DATA FOR THE TASK>
----

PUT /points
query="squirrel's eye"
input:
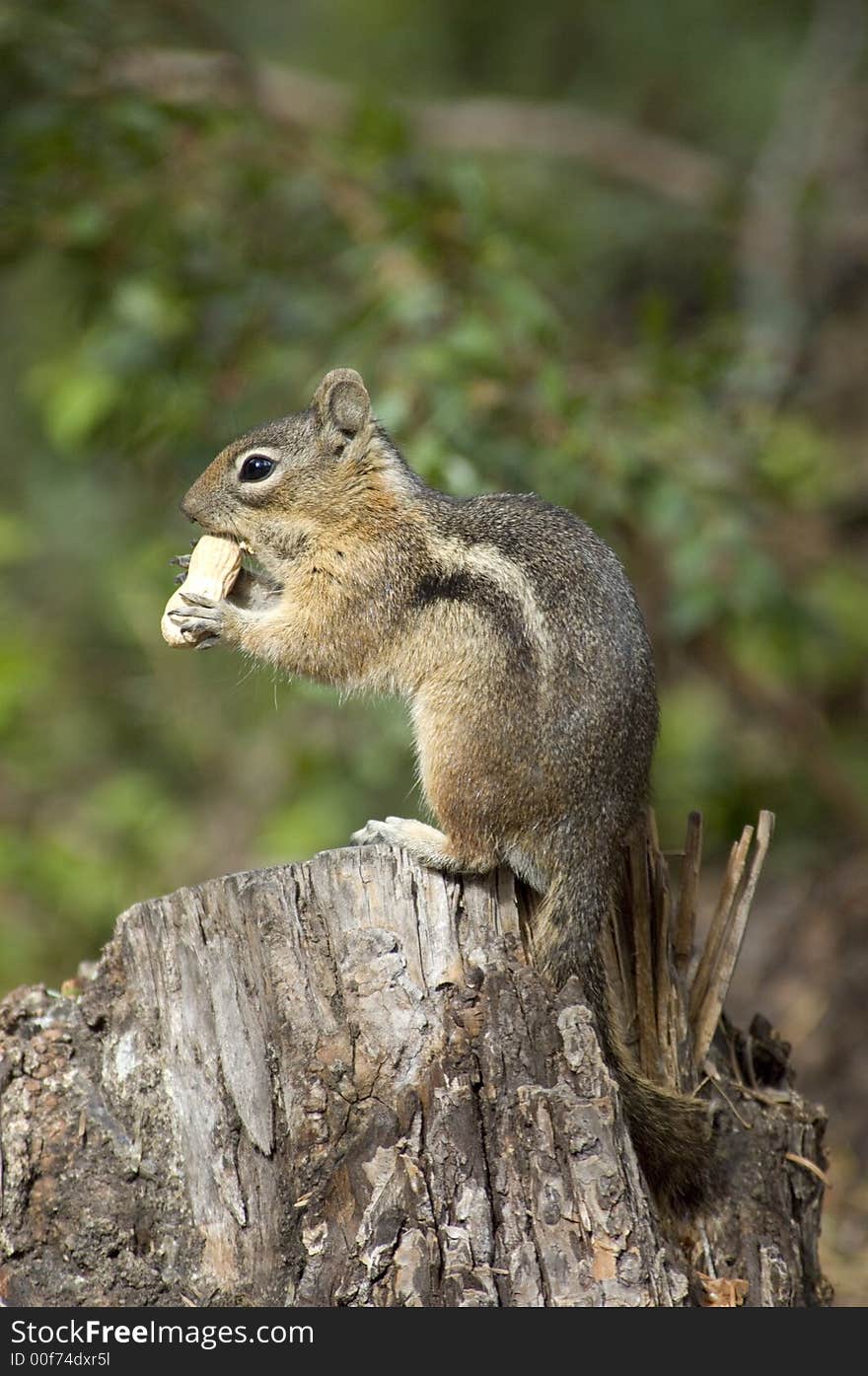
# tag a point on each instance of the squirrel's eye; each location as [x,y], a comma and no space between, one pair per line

----

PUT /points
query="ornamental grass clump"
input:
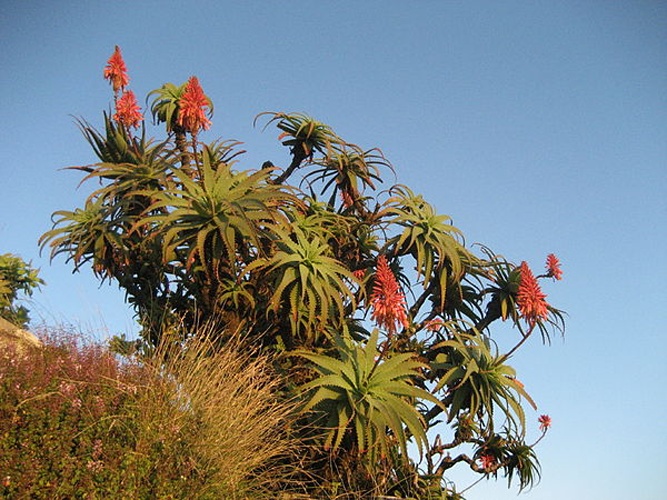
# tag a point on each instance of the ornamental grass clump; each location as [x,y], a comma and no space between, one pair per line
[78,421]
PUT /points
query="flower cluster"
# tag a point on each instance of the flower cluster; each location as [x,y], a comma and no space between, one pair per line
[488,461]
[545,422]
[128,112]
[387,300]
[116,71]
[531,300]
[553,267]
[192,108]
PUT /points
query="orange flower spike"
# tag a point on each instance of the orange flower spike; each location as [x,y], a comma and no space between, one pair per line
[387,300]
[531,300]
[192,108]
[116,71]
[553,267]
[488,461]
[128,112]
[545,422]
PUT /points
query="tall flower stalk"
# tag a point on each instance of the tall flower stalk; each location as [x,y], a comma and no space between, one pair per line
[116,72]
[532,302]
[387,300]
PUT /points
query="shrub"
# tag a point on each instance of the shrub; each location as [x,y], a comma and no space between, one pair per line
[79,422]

----

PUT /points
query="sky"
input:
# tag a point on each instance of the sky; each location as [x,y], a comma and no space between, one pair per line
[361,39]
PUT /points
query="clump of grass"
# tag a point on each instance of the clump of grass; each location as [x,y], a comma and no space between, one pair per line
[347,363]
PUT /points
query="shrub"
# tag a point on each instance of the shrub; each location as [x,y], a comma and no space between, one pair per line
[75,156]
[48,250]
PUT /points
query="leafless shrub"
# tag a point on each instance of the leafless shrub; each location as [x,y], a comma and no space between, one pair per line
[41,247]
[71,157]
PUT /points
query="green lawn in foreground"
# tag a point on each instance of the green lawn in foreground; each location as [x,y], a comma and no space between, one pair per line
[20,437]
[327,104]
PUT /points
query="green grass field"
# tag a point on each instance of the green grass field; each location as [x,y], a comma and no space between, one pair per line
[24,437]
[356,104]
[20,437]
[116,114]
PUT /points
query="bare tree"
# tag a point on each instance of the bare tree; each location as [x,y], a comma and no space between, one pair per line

----

ACTION ITEM> Some lines of the material above contain the string "tree". Please state how many, giving the number alone.

TASK OUTPUT> 2